→ Extrait à lire
La République : coupable de
« crimes contre l’humanité »
pour asseoir son autorité ?
(Extrait de « Abrégé de l’Histoire de France, détaché textuellement
des études historiques » (par François-René de Chateaubriand), paru en 1836)
Publié / Mis à jour le dimanche 28 mai 2023, par Redaction
 
 
Temps de lecture estimé : 5 mn
 
 
 
Période d’exactions perpétrées sous l’égide d’une Première République née en septembre 1792, la Terreur, qui notamment enfanta le célèbre Tribunal révolutionnaire envoyant à la mort des personnes appartenant pour plus de 80% au tiers-état et non à la noblesse ou au clergé, donna pour la première fois au monde « le lâche et impitoyable spectacle de l’assassinat juridique des femmes et des enfants en masse », écrit en 1836 Chateaubriand dans son Abrégé de l’Histoire de France, détaché textuellement des études historiques, qui se fait également l’écho d’édifiants témoignages contemporains relatifs aux sordides conditions de détention et d’exécution

Voici ce que rapporte l’éminent François-René de Chateaubriand en 1836 dans son Abrégé de l’Histoire de France, au sujet des exécutions perpétrées cependant que la Première République présidait au destin de la France :

Pour Chateaubriand, si on retraçait l’histoire de cette révolution par ses crimes, sans ajouter un seul mot, une seule réflexion au texte, mettant seulement bout à bout toutes les horreurs qui se sont dites et perpétrées dans Paris et les provinces pendant quatre ans, cette tête de Méduse ferait reculer pour des siècles le genre humain jusqu’aux dernières bornes de la servitude.

(...)

→ Extraits de données
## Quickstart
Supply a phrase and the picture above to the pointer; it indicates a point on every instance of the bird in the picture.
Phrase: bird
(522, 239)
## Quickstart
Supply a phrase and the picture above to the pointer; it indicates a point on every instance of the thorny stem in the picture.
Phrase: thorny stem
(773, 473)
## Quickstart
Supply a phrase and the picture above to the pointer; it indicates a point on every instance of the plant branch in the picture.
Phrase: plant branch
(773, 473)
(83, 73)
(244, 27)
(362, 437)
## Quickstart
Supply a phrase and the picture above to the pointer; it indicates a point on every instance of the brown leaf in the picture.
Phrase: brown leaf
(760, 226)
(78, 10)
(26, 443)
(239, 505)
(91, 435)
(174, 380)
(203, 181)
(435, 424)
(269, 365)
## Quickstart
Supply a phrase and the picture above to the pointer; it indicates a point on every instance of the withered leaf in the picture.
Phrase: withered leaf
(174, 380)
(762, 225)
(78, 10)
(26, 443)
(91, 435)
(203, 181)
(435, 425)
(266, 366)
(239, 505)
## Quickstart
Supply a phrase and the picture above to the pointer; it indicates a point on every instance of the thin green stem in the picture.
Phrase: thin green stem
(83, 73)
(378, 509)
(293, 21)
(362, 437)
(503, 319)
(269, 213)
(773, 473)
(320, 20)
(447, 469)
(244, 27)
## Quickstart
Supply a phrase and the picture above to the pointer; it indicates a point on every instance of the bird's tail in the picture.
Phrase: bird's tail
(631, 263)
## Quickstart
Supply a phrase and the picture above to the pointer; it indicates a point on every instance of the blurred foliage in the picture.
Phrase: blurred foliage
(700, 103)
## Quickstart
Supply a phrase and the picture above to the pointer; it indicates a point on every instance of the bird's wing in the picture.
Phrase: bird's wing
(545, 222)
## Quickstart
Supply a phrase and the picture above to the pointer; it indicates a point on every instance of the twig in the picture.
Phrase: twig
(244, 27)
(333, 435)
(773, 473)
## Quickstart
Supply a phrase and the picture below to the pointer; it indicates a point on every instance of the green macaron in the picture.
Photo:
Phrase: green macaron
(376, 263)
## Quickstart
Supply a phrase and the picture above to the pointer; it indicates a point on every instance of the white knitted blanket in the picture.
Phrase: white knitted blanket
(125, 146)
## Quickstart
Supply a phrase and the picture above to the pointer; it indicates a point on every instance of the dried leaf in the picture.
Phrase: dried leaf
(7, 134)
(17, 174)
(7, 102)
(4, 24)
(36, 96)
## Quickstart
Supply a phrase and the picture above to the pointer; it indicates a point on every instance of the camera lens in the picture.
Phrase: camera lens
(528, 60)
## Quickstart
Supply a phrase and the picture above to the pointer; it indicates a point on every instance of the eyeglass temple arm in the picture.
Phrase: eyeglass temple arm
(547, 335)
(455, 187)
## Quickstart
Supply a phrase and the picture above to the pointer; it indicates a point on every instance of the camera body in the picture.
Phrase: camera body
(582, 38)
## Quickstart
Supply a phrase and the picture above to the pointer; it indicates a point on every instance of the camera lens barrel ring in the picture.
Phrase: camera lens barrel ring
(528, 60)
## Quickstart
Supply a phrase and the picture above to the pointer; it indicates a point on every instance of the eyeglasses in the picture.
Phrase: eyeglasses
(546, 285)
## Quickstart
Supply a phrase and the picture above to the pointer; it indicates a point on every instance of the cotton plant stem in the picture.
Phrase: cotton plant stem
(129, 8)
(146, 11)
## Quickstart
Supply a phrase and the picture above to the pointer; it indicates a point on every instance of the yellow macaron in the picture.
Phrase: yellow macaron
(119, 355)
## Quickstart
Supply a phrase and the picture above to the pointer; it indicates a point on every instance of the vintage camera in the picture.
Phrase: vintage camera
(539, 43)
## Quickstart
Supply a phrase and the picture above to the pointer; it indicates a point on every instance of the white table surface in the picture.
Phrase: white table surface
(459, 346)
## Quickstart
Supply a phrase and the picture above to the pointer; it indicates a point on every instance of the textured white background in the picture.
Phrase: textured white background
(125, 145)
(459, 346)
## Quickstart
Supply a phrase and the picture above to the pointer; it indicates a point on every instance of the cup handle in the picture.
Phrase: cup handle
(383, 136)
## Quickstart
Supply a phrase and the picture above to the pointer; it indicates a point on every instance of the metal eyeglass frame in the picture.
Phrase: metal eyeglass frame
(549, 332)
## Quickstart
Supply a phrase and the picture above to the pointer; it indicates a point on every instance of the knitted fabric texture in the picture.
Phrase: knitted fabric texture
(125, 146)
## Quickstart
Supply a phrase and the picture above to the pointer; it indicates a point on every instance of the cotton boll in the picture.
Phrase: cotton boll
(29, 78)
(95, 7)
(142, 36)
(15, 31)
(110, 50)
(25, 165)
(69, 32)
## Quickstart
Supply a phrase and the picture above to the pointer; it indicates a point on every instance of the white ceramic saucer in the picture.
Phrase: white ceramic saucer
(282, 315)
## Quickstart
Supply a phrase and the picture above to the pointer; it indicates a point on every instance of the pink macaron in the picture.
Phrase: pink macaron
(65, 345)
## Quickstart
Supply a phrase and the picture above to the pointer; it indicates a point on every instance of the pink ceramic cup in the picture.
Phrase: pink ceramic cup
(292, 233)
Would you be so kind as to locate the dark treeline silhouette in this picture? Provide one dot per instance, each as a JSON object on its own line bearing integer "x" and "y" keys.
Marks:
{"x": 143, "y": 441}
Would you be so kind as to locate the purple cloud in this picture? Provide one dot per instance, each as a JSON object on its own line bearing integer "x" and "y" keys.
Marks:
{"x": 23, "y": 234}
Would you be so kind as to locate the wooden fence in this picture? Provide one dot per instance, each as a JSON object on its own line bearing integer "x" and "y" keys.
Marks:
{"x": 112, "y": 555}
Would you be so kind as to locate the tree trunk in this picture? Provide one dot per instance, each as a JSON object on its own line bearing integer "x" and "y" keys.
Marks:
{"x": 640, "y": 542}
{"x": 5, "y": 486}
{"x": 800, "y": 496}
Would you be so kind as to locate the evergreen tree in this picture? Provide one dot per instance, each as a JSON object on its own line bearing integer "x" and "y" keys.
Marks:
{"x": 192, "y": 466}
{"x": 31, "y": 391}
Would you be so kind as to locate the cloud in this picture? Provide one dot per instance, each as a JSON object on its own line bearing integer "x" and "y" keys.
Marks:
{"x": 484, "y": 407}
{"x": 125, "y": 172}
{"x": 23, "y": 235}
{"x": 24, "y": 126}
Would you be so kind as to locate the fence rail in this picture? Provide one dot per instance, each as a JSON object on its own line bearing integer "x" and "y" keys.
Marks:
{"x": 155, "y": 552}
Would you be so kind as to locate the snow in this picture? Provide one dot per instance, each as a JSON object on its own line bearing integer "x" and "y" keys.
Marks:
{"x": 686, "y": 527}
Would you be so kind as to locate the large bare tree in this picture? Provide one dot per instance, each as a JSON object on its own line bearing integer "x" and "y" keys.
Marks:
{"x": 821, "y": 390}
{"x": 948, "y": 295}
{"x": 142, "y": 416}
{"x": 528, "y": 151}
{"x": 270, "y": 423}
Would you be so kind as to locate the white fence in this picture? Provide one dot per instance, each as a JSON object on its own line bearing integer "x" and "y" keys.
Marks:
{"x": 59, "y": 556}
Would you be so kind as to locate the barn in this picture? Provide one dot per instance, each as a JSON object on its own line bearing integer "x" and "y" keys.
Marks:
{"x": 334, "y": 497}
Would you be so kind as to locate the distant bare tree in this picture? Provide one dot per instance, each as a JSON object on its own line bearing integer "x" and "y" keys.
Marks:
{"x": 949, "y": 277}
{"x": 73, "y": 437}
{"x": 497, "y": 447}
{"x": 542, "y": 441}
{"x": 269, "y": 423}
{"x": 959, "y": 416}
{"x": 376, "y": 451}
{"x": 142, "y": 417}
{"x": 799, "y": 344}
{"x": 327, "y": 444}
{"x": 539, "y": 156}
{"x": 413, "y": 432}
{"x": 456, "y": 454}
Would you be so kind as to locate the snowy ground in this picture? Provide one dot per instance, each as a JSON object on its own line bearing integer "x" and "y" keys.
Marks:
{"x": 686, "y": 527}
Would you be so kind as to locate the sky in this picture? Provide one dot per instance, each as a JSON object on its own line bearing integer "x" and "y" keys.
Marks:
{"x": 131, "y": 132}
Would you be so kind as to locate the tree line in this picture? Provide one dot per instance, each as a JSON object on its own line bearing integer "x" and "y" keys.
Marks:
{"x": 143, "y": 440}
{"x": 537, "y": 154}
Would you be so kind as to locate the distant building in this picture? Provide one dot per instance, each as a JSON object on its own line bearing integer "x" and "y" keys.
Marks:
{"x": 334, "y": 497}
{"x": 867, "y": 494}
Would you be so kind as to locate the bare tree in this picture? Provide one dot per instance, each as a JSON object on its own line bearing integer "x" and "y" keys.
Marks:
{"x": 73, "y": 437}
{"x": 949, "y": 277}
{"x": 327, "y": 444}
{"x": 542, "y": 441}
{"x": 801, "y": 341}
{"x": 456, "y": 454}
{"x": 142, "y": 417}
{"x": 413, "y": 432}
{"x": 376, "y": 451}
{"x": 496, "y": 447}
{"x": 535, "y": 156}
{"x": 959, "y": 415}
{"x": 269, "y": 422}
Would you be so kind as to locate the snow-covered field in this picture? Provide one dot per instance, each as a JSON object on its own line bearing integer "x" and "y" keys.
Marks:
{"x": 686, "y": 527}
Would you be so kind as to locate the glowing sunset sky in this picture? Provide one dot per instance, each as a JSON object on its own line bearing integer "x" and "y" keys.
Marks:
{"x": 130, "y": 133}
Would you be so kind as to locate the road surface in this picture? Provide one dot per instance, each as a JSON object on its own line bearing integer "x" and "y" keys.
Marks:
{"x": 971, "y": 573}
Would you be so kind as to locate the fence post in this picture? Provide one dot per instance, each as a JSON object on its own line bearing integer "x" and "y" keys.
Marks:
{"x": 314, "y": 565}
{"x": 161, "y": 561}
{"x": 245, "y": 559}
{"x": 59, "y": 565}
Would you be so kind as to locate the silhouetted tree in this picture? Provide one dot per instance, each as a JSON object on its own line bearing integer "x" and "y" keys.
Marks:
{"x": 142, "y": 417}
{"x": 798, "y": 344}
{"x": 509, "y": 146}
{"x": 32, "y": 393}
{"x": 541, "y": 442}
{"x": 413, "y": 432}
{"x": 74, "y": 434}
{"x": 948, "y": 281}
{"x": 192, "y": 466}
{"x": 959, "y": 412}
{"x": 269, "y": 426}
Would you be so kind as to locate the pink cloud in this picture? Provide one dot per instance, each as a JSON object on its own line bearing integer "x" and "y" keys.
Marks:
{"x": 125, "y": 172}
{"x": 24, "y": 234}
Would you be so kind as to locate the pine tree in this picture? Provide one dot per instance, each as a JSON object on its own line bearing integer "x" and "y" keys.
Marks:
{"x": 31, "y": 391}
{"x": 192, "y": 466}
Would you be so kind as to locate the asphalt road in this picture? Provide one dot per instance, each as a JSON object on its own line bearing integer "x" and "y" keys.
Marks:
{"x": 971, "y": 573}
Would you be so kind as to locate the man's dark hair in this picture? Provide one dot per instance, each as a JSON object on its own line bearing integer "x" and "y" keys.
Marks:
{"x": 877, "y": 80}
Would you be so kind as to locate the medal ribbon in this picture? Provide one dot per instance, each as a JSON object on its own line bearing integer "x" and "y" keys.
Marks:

→ Objectif de l'exercice
Reprenez l'extrait sur la Terreur juste après sa dernière phrase et prolongez-le.

→ Réponse attendue
Le premier n° du Bulletin des lois contient le décret qui institue le tribunal révolutionnaire : on maintient ce décret à la tête de ce recueil, non pas, je suppose, pour en faire usage en temps et lieu, mais comme une inscription redoutable gravée au fronton du Temple des lois, pour épouvanter le législateur et lui inspirer l’horreur de l’injustice. Ce décret prononce que la seule peine portée par le tribunal révolutionnaire est la peine de mort. L’article 9 autorise tout citoyen à saisir et à conduire devant les magistrats, les conspirateurs et les contre-révolutionnaires ; l’art. 13 dispense de la preuve testimoniale ; et l’art. 16 prive de défenseur les conspirateurs. Ce tribunal était sans appel.

Marie-Antoinette au Tribunal révolutionnaire. Gravure extraite de Histoire de la Révolution française, par Adolphe Thiers (1850)

Marie-Antoinette au Tribunal révolutionnaire. Gravure extraite
de Histoire de la Révolution française, par Adolphe Thiers (1850)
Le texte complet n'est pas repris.